§ Blok Teks:

-------------------------

1001indonesia.net – Pada 20 Mei 1908, sekelompok kecil pelajar Jawa yang dipimpin oleh Sutomo membentuk organisasi Budi Utomo. Kini tanggal berdirinya organisasi tersebut kita peringati sebagai Hari Kebangkitan Nasional.
Budi Utomo didirikan oleh para pelajar sekolah dokter STOVIA di ibu kota kolonial Batavia, dipimpin oleh seorang pemuda asal Jawa Timur bernama Sutomo. Kala itu, Sutomo baru berusia 19 tahun.
Tak hanya itu, ia juga menjadi pendiri Penghimpunan Pelajar Indonesia yang berbasis di Surabaya pada 1924, yang kemudian berubah namanya menjadi Partai Bangsa Indonesia pada 1930. Pada 1935, ia mendirikan Partai Indonesia Raya (Parindra).
Tak pelak lagi, Sutomo merupakan salah satu pemimpin organisasi pergerakan kebangsaan yang terkemuka di masanya. Hal itu membuatnya menjadi salah satu sosok yang sangat penting dalam politik Indonesia prakemerdekaan (Anderson, 2000: 444)
Sutomo dilahirkan di Ngepeh, Nganjuk, Jawa Timur, pada 30 Juli 1988. Dia terlahir dengan nama Subroto. Namanya kemudian diubah menjadi Sutomo agar bisa masuk sekolah Belanda.
Kakek dari ibunya yang bernama R Ng Singawijaya adalah seorang kepalang (petinggi kepala desa) yang kaya dan pernah bekerja di Binnenlandsch Bestuur (administrator urusan pribumi).
Ayahnya yang bernama Raden Suwaji adalah guru yang cakap dan administrator yang meniti karier hingga wedana. Pada saat itu, wedana adalah pangkat tertinggi yang secara normal dapat diraih orang Jawa bukan keturunan bupati.

-------------------------

§ Entri Latihan Ini:
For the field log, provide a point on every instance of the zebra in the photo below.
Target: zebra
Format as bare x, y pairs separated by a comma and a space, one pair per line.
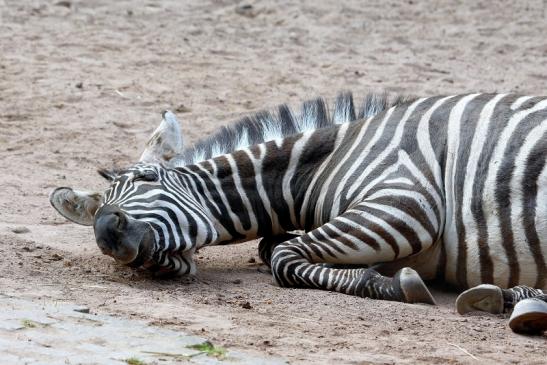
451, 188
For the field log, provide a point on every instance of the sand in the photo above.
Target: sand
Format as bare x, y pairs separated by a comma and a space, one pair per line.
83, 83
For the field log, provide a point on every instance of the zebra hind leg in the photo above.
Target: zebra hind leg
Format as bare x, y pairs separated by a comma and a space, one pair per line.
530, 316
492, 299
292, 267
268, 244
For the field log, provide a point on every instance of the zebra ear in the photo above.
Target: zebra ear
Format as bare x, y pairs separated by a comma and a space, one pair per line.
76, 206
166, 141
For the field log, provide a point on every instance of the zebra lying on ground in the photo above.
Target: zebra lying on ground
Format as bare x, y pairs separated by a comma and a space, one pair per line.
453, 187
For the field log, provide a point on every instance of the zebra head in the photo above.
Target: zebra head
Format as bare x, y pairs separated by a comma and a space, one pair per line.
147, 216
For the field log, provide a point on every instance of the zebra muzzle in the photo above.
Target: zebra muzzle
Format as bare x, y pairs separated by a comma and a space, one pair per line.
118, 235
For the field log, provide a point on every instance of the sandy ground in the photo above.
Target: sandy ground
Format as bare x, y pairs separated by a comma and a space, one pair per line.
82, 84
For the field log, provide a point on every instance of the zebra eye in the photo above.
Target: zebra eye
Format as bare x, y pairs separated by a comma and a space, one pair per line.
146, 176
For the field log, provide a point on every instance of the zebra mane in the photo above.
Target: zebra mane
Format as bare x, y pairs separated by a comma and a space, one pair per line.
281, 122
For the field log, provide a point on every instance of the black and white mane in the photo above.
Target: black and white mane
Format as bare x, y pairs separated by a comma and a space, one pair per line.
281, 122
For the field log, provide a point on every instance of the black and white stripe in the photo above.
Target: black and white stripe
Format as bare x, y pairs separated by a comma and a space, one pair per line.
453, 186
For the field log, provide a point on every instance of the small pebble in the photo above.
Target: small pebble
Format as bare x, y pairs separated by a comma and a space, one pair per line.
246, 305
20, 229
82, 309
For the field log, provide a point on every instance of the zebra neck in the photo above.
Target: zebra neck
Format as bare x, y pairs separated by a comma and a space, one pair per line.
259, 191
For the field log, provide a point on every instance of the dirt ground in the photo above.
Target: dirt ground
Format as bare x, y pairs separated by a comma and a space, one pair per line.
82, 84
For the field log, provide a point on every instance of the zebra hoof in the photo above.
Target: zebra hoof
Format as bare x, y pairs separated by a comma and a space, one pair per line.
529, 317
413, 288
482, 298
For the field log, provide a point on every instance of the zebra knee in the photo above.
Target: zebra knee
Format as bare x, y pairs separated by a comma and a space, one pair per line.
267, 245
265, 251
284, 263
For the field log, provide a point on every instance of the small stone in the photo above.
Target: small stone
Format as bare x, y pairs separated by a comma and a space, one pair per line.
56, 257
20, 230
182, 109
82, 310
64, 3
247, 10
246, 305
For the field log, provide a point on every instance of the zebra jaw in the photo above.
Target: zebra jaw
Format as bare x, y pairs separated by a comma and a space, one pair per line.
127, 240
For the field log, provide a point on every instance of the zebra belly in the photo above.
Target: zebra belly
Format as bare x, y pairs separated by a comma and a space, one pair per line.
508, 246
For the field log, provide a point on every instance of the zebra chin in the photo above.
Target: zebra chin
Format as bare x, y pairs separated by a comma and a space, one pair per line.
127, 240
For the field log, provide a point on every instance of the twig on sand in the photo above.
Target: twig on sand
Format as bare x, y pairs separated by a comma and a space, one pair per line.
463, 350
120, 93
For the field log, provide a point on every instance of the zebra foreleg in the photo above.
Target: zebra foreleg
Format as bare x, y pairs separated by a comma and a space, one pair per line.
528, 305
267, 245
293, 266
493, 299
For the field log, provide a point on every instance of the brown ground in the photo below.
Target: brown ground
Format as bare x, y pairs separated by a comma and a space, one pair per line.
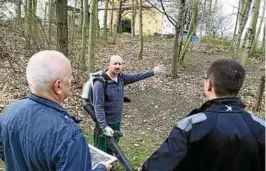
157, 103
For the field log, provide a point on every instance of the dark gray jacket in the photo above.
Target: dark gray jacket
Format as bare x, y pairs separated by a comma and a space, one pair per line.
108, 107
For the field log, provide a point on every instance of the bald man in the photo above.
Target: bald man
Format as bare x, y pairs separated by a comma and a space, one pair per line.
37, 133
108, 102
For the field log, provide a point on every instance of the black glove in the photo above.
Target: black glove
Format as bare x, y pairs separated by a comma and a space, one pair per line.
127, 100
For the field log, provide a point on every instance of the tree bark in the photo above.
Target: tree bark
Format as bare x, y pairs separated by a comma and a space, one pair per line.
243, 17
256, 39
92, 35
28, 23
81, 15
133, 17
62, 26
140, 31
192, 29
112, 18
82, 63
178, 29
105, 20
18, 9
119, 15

-------------------------

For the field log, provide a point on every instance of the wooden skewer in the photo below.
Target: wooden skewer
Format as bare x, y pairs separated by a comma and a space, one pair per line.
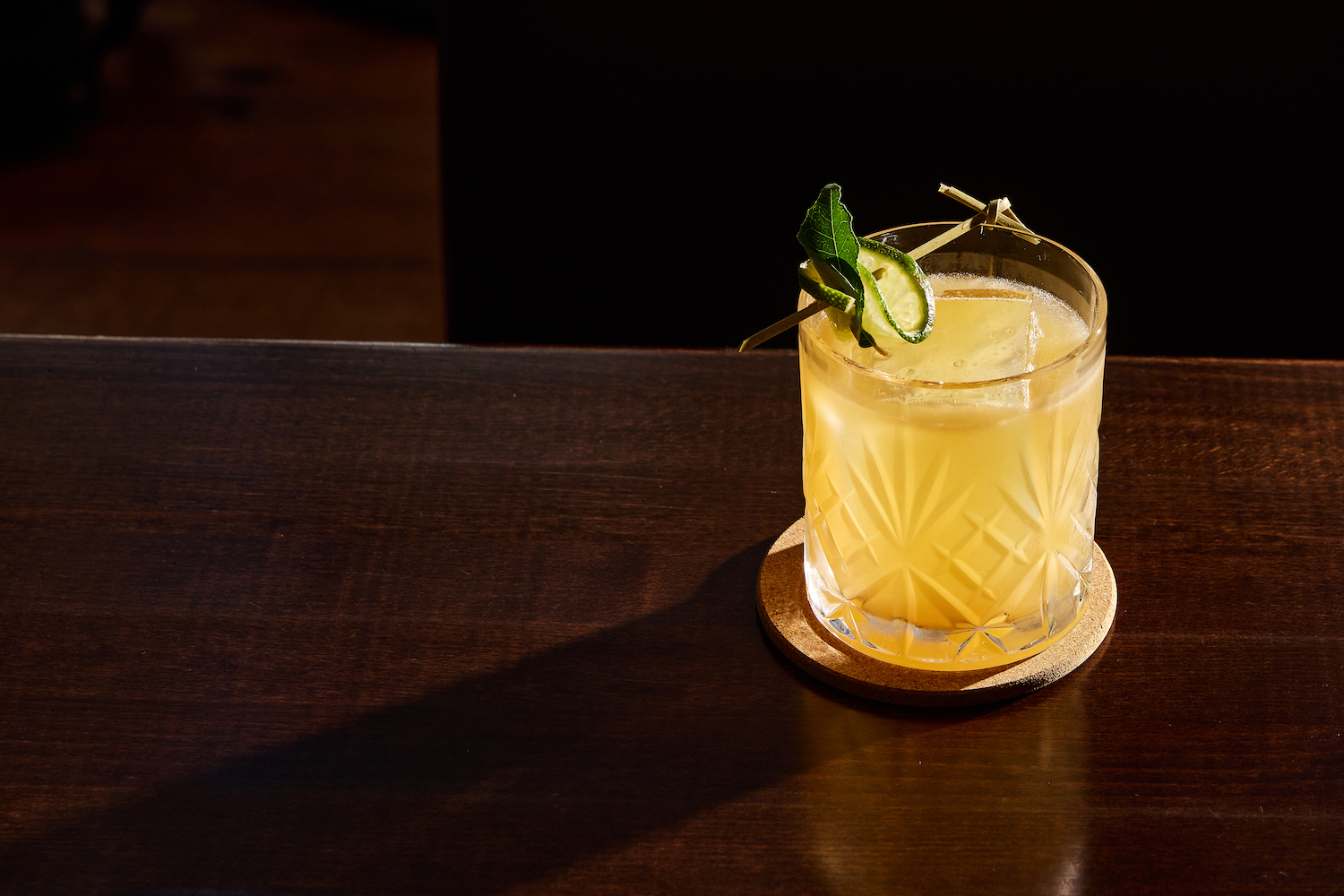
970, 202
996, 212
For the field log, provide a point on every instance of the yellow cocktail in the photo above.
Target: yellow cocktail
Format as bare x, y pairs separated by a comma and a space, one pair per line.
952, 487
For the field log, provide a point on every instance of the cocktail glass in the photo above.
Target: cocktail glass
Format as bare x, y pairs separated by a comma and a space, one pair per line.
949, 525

-------------------------

§ Soal 1: Menurut teks tentang Sutomo, partai apa yang ia dirikan pada 1935?
§ Soal 2: Tolong ambil setiap baris entri yang memuat kata "jacket".

§ Jawaban Benar 1: Partai Indonesia Raya (Parindra).

§ Jawaban Benar 2:
For the field log, provide a point on every instance of the dark gray jacket in the photo above.
Target: dark gray jacket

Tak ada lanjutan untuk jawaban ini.